- [Set of tasks]:
**1)** From the DOE awards article, give the passage from "With limited data" to "regulations for decades." again, switching "radiation protection regulations" to "radiation safety standards".
**2)** Answer these questions from the DOE awards article, each on its own line:
(a) How many projects is the DOE funding, and with what total amount?
(b) Of the $1 million awarded to Agasthya's project, how much is allocated to Agasthya's research?
(c) Which two institutions collaborate on Agasthya's project?
**3)** Say whether each statement agrees with the DOE awards article, answering yes or no and quoting the words that decide it:
(a) The DOE funding for the projects covers the next five years.
(b) Agasthya's project compares low-dose X-rays and gamma radiation with low-dose alpha particle exposures.
(c) Agasthya and Dewji are assistant professors in the Nuclear and Radiological Engineering and Medical Physics program.
(Beginning of Passage)
Greeshma Agasthya and Shaheen Dewji

Pictured left to right: Greeshma Agasthya and Shaheen Dewji

Woodruff School Faculty Named Sub-Awardees in DOE Initiative on Cellular and Molecular Responses to Low-Dose Radiation

April 1, 2025
By Chloe Arrington

Greeshma Agasthya and Shaheen Dewji, assistant professors in the George W. Woodruff School of Mechanical Engineering's Nuclear and Radiological Engineering and Medical Physics program, have been named sub-awardees by the Department of Energy (DOE) in an initiative dedicated to integrated biological and computational low-dose radiation research.

The DOE is funding 14 projects with a total of $19.5 million over the next three years. These projects will use artificial intelligence (AI) and machine learning (ML) to explore how low-dose radiation affects human health by studying cellular and molecular responses and identifying biological markers of radiation effects. The initial projects will build experimental datasets from different cell types, which will serve as training data for AI/ML models.

Agasthya's project, Bridging the Gap Between Low-Dose Exposures and Emergent Physiology Using Integrative Modeling and Experimentation from Epigenome to Cell Phenotype, has been awarded a total of $1 million, with $290,000 allocated to Agasthya's research. In collaboration with the University of Tennessee, Knoxville and Oak Ridge National Laboratory, the project aims to experimentally compare the effects of low-dose X-rays and gamma radiation exposures with the impact of low-dose alpha particle exposures at a subcellular scale and develop computational models to capture these differences in silico. 

With limited data on low-dose and low-dose-rate radiation health effects, the linear no-threshold (LNT) modelwhich assumes that radiation harm increases linearly with exposure and that zero harm exists only at zero exposurehas been central to radiation protection regulations for decades.

"The success of this project will enable us to gain a deeper understanding of the fundamental biological changes that result from chronic low-dose radiation exposure from various sources," said Agasthya.
(End of Passage)
(Beginning of Record extracts)
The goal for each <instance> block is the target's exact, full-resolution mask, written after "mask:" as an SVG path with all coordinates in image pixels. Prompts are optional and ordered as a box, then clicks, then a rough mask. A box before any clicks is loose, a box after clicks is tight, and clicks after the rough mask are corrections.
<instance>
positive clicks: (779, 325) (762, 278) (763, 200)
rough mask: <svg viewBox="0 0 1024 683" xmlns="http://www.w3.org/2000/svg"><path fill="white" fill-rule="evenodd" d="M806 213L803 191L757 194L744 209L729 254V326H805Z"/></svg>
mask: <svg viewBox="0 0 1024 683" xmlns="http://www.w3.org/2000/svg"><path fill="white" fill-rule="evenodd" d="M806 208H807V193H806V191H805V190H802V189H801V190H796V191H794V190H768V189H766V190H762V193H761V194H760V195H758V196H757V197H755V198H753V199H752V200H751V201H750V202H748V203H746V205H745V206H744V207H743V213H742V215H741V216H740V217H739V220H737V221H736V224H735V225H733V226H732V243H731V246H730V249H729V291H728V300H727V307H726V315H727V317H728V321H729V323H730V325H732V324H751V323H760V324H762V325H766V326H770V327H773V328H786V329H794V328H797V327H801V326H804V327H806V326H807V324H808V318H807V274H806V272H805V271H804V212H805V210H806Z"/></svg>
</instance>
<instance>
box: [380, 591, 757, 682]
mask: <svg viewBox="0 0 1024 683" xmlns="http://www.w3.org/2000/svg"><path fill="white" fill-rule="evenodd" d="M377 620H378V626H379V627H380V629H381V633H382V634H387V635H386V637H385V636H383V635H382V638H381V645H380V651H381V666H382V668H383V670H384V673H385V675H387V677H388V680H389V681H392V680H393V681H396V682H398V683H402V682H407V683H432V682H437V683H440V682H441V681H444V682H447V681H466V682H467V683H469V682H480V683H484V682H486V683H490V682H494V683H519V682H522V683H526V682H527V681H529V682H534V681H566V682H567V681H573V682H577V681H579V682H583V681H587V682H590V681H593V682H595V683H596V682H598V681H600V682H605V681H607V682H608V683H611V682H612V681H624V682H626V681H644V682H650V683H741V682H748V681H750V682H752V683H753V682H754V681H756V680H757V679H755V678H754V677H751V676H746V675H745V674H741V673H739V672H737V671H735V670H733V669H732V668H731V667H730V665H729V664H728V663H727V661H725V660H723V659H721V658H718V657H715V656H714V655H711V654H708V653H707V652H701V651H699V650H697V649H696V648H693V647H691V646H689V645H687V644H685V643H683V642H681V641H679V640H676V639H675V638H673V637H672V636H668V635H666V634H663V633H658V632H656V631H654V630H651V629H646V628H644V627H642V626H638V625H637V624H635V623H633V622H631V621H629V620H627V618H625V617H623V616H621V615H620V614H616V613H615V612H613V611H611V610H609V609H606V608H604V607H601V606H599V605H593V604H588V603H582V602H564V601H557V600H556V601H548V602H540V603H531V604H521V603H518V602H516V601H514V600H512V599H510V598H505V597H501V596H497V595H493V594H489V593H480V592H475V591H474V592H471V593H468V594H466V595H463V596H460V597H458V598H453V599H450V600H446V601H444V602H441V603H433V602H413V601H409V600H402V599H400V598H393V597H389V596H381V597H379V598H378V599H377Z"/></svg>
(End of Record extracts)
- [Solutions per task]:
**1)**
With limited data on low-dose and low-dose-rate radiation health effects, the linear no-threshold (LNT) modelwhich assumes that radiation harm increases linearly with exposure and that zero harm exists only at zero exposurehas been central to radiation safety standards for decades.

**2)**
(a) 14 projects, with a total of $19.5 million.
(b) $290,000.
(c) The University of Tennessee, Knoxville and Oak Ridge National Laboratory.

**3)**
(a) No: "over the next three years"
(b) Yes: "experimentally compare the effects of low-dose X-rays and gamma radiation exposures with the impact of low-dose alpha particle exposures"
(c) Yes: "assistant professors in the George W. Woodruff School of Mechanical Engineering's Nuclear and Radiological Engineering and Medical Physics program"